## Texto fornecido

-*-

AMAI OS VOSSOS INIMIGOS!

“Amai os Vossos Inimigos”

É dos tópicos evangélicos mais repetidos no mundo cristão — e de todos

o menos praticado. E a razão última e mais profunda dessa falta de prática do

amor aos inimigos nasce de uma falsa compreensão dessas palavras do

Mestre. A imensa maioria dos cristãos julga tratar-se aqui de um imperativo

categórico do dever compulsório, quando, de fato, se trata de um ato de querer

espontâneo; não do heroismo de uma virtude ética, e sim da evidência de uma

sabedoria cósmica. naturalmente, para que o dever compulsório da virtude

possa converter-se no querer espontâneo da sabedoria, terá de acontecer algo

de imensamente grande entre esse doloroso dever de ontem e esse glorioso

querer de hoje.

Que é que deve acontecer entre esses dois pólos adversos?

Deve acontecer uma grande compreensão.

-*-

## Tarefas propostas
a: No texto sobre o amor aos inimigos, o que a imensa maioria dos cristãos julga estar expresso nessas palavras do Mestre?
b: Extraia do texto sobre o amor aos inimigos tudo o que vai desde "de imensamente grande" até "uma grande compreensão.".
c: Prolongue o texto sobre o amor aos inimigos a partir da última frase apresentada.

## Trechos dos registros
-*-

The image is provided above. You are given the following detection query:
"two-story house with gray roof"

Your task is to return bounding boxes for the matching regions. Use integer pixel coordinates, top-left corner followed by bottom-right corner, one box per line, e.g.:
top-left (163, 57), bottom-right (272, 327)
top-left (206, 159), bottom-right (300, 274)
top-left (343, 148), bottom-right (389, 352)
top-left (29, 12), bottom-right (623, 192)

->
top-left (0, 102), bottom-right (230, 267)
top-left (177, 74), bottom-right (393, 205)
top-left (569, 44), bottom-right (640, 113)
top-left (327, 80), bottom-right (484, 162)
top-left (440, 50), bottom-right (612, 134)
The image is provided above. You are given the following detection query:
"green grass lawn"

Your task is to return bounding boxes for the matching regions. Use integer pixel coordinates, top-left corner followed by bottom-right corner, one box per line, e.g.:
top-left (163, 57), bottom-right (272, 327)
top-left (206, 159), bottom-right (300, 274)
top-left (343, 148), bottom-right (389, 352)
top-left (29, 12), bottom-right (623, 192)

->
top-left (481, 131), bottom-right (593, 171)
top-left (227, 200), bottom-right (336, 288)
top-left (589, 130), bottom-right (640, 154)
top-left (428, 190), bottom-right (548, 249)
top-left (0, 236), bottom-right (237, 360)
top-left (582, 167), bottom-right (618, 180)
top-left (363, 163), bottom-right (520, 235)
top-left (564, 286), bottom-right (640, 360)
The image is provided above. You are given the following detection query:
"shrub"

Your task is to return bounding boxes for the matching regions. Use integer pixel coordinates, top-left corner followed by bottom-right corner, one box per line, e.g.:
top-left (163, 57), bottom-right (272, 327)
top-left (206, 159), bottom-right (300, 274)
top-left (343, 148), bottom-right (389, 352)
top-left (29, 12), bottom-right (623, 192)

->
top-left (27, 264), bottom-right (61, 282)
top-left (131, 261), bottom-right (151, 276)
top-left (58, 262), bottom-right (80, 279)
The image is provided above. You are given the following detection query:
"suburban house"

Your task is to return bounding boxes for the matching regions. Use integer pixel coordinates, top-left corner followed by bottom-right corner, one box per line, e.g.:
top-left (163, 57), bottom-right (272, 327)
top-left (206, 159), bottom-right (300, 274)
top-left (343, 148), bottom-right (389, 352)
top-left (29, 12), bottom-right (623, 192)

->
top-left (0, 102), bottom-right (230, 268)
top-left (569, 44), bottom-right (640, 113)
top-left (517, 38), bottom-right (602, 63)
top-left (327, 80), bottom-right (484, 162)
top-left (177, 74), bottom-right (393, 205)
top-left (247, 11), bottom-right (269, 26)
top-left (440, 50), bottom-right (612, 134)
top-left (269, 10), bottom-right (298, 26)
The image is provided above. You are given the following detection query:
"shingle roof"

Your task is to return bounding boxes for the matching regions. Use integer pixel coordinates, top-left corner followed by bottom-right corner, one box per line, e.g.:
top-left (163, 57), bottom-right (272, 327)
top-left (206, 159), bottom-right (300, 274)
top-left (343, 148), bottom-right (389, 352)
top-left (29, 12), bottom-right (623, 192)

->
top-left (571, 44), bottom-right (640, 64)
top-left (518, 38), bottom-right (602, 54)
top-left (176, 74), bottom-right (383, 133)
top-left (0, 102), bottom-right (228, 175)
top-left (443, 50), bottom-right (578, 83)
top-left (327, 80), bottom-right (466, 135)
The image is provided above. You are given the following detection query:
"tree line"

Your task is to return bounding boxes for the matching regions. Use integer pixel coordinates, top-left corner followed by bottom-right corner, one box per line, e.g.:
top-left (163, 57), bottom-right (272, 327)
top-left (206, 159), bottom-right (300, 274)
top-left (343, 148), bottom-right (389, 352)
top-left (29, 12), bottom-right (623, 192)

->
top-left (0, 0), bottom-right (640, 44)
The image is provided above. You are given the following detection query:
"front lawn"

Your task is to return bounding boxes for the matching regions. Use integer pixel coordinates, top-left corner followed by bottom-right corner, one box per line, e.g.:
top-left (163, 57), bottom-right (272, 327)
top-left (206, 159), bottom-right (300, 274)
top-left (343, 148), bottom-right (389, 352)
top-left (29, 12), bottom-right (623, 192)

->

-*-

## Respostas do exercício
a: Um imperativo categórico do dever compulsório.

b:
de imensamente grande entre esse doloroso dever de ontem e esse glorioso

querer de hoje.

Que é que deve acontecer entre esses dois pólos adversos?

Deve acontecer uma grande compreensão.

c:
É sabido que tudo que é difícil não tem garantia de perpetuidade — mas

tudo que é fácil tem sólida garantia de indefectível continuidade. Enquanto o

“amor aos inimigos” se nos apresentar como um dificultoso dever compulsório,

uma virtude ou virtuosidade, é claro que não temos a menor garantia de que

vamos amar nossos inimigos, amanhã e depois, mesmo que talvez hoje os

amemos. Só quando o dificultoso dever compulsório se transformar num

jubiloso querer espontâneo, e quando a virtude passar a ser sabedoria e

profunda compreensão da realidade, é que o nosso amor aos inimigos deixará

de ser um fenômeno intermitente, passando a ser uma realidade permanente.

Estas palavras de Jesus não têm, pois, em primeiro lugar, caráter ético,

mas sim um sentido metafísico, visando estabelecer a solidariedade cósmica

através da sabedoria da compreensão.

Exemplifiquemos.

Alguém é meu inimigo, e eu sou inimigo dele. Estamos ambos no plano

negativo, nas trevas, ele, e eu.

Alguém é meu inimigo, mas eu não sou inimigo, e sim amigo dele; neste

caso, ele está na zona negativa das trevas, mas eu estou na zona positiva da

luz.

Ora, como a luz sempre atua positivamente, rumo à construção, e as

trevas atuam negativamente, rumo à destruição, é certo que, no caso de um

encontro mútuo entre a luz e as trevas, o positivo eliminará o negativo, e não

vice-versa. “A luz brilha nas trevas, mas as trevas não a prenderam”

(extinguiram).

O preceito de amar nossos inimigos é, pois, antes de tudo, um postulado de

caráter metafísico, único capaz de estabelecer solidariedade cósmica.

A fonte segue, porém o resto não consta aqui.